> [Directions]: Though the entries hold pictures, only their text should be duplicated, exactly and in full.

> [Data records]:
┌──

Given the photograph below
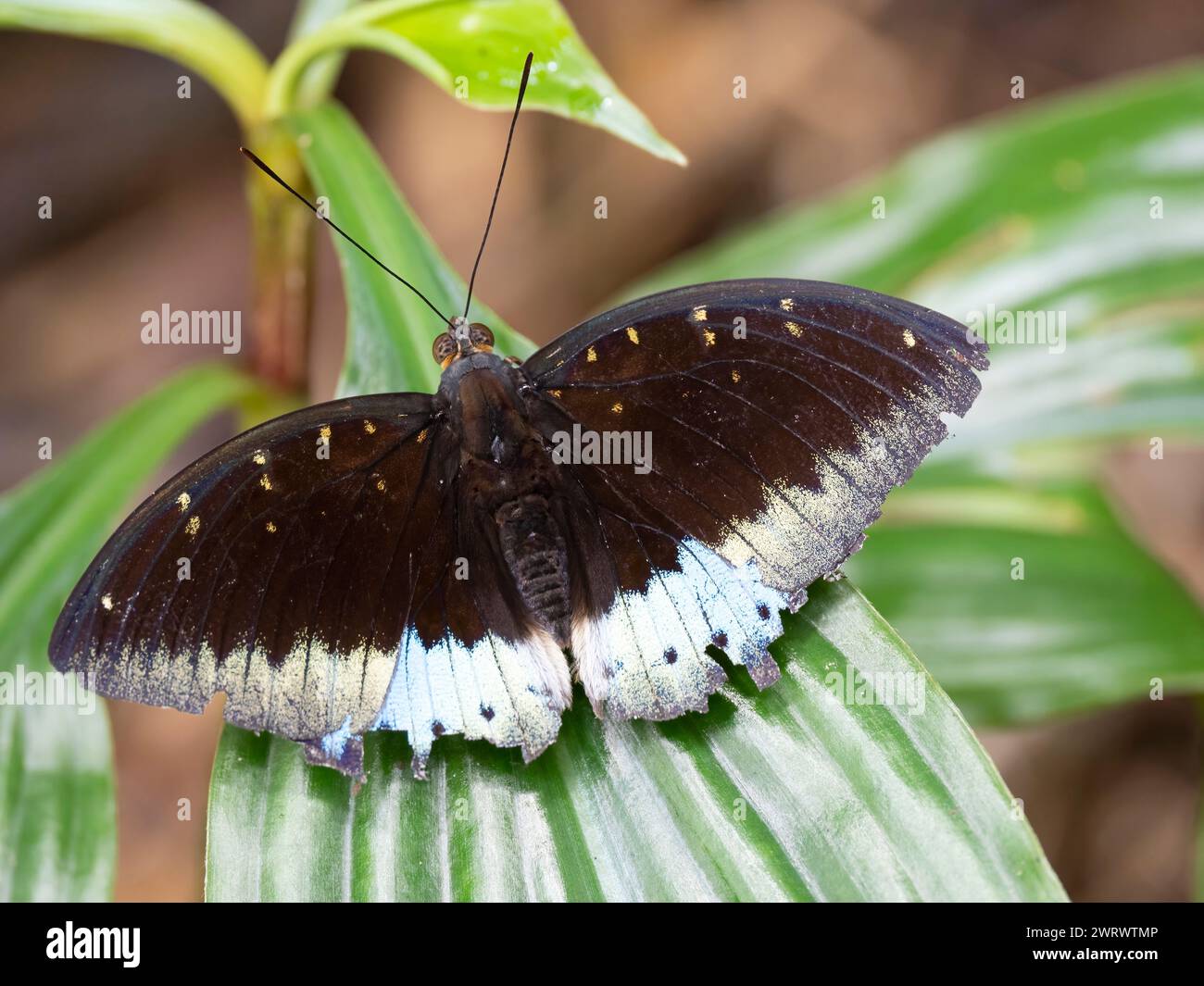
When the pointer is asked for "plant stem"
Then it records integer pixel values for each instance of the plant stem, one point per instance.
(283, 256)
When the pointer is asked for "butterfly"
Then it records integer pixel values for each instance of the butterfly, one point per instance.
(663, 480)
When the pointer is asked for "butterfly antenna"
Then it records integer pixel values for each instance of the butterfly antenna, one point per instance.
(342, 232)
(514, 119)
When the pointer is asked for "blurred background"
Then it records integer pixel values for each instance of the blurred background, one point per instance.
(149, 207)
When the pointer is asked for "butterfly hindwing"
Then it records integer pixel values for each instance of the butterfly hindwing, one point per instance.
(257, 571)
(778, 414)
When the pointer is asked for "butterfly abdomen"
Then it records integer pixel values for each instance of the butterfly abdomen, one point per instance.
(537, 557)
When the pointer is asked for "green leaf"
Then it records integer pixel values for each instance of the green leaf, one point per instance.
(56, 832)
(184, 31)
(1046, 208)
(320, 77)
(790, 793)
(474, 49)
(389, 330)
(1090, 619)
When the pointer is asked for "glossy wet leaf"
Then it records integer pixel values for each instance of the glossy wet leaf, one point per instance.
(56, 830)
(474, 49)
(791, 793)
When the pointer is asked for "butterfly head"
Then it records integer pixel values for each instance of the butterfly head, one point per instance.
(462, 339)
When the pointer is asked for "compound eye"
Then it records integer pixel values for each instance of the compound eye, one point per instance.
(480, 335)
(444, 348)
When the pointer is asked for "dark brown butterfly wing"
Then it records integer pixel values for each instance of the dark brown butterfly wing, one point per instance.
(256, 569)
(781, 414)
(320, 556)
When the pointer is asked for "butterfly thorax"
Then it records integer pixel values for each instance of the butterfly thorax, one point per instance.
(509, 481)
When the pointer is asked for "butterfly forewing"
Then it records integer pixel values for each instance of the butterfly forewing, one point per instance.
(779, 414)
(275, 568)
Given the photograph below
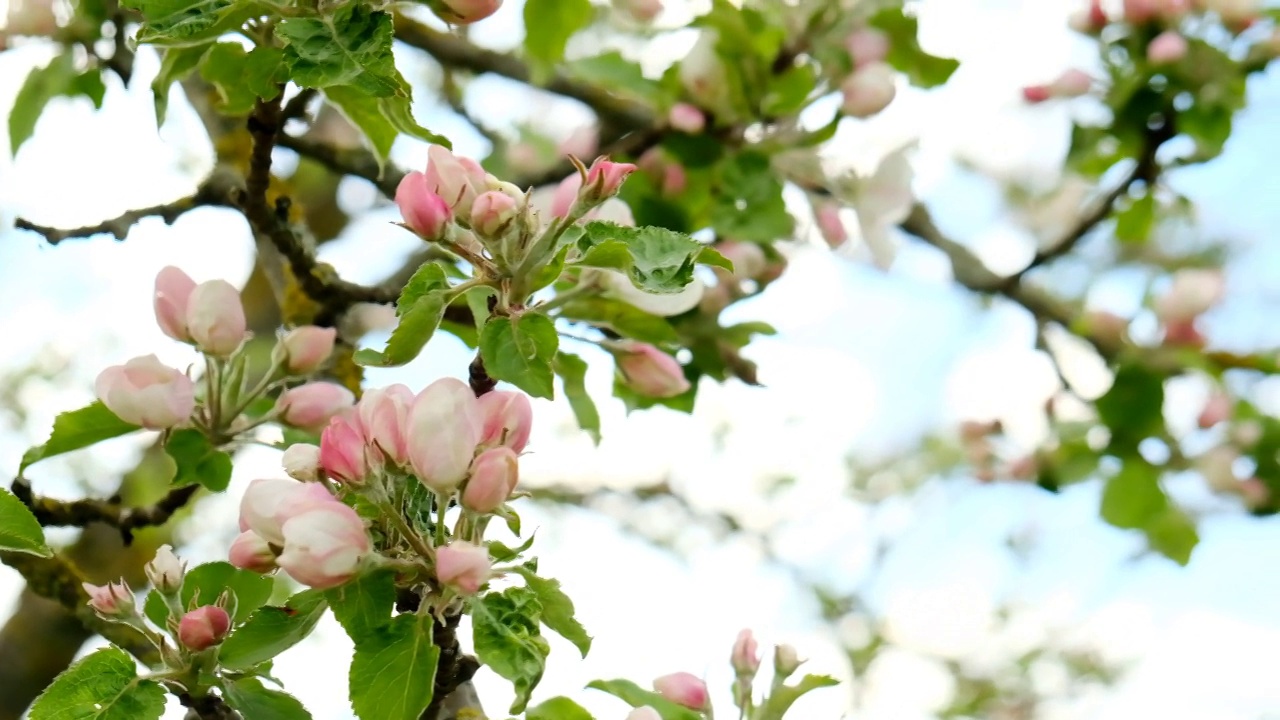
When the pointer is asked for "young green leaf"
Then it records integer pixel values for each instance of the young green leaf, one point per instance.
(557, 610)
(248, 697)
(270, 630)
(103, 686)
(19, 531)
(507, 639)
(572, 372)
(199, 461)
(520, 350)
(76, 429)
(393, 670)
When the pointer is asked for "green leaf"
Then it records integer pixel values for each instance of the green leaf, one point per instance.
(242, 77)
(507, 639)
(19, 531)
(782, 698)
(1132, 497)
(199, 463)
(1133, 409)
(252, 700)
(549, 24)
(270, 630)
(557, 610)
(520, 350)
(393, 671)
(351, 45)
(635, 696)
(76, 429)
(103, 686)
(572, 372)
(176, 23)
(176, 64)
(364, 604)
(905, 53)
(558, 709)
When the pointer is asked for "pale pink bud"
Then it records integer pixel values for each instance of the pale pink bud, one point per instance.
(268, 504)
(465, 12)
(324, 546)
(650, 370)
(215, 318)
(457, 180)
(113, 600)
(493, 212)
(1168, 48)
(462, 566)
(493, 478)
(301, 461)
(424, 212)
(686, 118)
(146, 392)
(1192, 294)
(312, 404)
(604, 178)
(343, 451)
(172, 296)
(251, 552)
(204, 627)
(868, 90)
(165, 570)
(867, 45)
(306, 349)
(746, 654)
(507, 417)
(1216, 409)
(384, 415)
(682, 688)
(443, 432)
(830, 224)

└──

> [Answer to the problem]:
Given the photograph below
When the pointer is asked for "plant stem"
Then it records integer pixel values for each instance of the plant stem, one point per instance.
(283, 256)
When the pointer is asked for "butterfly"
Then it records integer pixel values for each instance of the butterfly, one point per instance.
(663, 480)
When the pointer is asked for "butterfly antenna"
Then it records integer pixel values for each instance of the butterfly antenna, one point per instance.
(342, 232)
(514, 119)
When the pointer is asked for "blurred background"
Then it records integer pixel values for each instance of the blurred background, one point per instance.
(149, 207)
When the pointer is asked for "butterfly hindwing"
Then it records integer pixel values for each instance of the butterfly hindwing, one point per instance.
(257, 571)
(778, 414)
When the pointer is asked for "butterfly abdomen"
Then it records integer pixel values for each instance of the butterfly abdomen, one point per instance.
(537, 557)
When the pointer is asked for "green leaf"
Then it records integer pixel values for each instance of the green leaf, one point per instance.
(56, 832)
(184, 31)
(1046, 208)
(320, 77)
(790, 793)
(474, 49)
(389, 330)
(1090, 619)
When the pointer is asked for "glossy wet leaf"
Then it records integer pixel values for each instance of the glossy wet leaf, one point per instance.
(56, 830)
(474, 49)
(791, 793)
When the pointer is asked for "butterfly head"
Then it records integer pixel values for each instance of the butterfly head, one point per instance.
(462, 339)
When the pointer is asked for "compound eye"
Then it records integer pixel values for each instance of the compound eye, one point per instance.
(480, 335)
(444, 348)
When the pointer is asked for "dark brown butterfly wing"
Then it records integer pixel values for each instance of the dark brown butterfly wing, one point per instance.
(256, 569)
(781, 414)
(320, 556)
When the pointer is asked for "butterfly thorax"
Then it records integer pixel values for each instance of the butterfly thorax, one point per instance.
(509, 481)
When the pointer is asked for "butterfly forewing"
Then it records integer pixel values for each instance of the butterfly forewing, one point per instance.
(779, 414)
(275, 568)
Given the photograph below
When the pointer is asked for "young green leaf"
Then it records integer pixel values for each instance of the young green leaf, one point per instance.
(557, 610)
(248, 697)
(270, 630)
(103, 686)
(19, 531)
(507, 639)
(572, 372)
(199, 461)
(520, 350)
(76, 429)
(393, 670)
When the pointer is asked for "green leaf"
Then it records integer pixel values for each instance of the green leaf, one point per instance.
(242, 77)
(507, 639)
(19, 531)
(782, 698)
(1132, 497)
(199, 463)
(1133, 409)
(252, 700)
(549, 24)
(270, 630)
(557, 610)
(520, 350)
(393, 671)
(351, 45)
(635, 696)
(76, 429)
(103, 686)
(572, 372)
(176, 23)
(176, 64)
(364, 604)
(905, 53)
(558, 709)
When the pointer is asked for "pale pink bud"
Then it records integer pixel values for each instance of the pale pink bud, one point per instance.
(268, 504)
(465, 12)
(324, 546)
(650, 370)
(215, 318)
(457, 180)
(113, 600)
(493, 212)
(1168, 48)
(462, 566)
(493, 478)
(301, 461)
(424, 212)
(686, 118)
(146, 392)
(1192, 294)
(312, 404)
(604, 178)
(343, 451)
(172, 296)
(251, 552)
(204, 627)
(868, 90)
(165, 570)
(867, 45)
(306, 349)
(746, 654)
(507, 417)
(1216, 409)
(384, 415)
(682, 688)
(443, 432)
(830, 224)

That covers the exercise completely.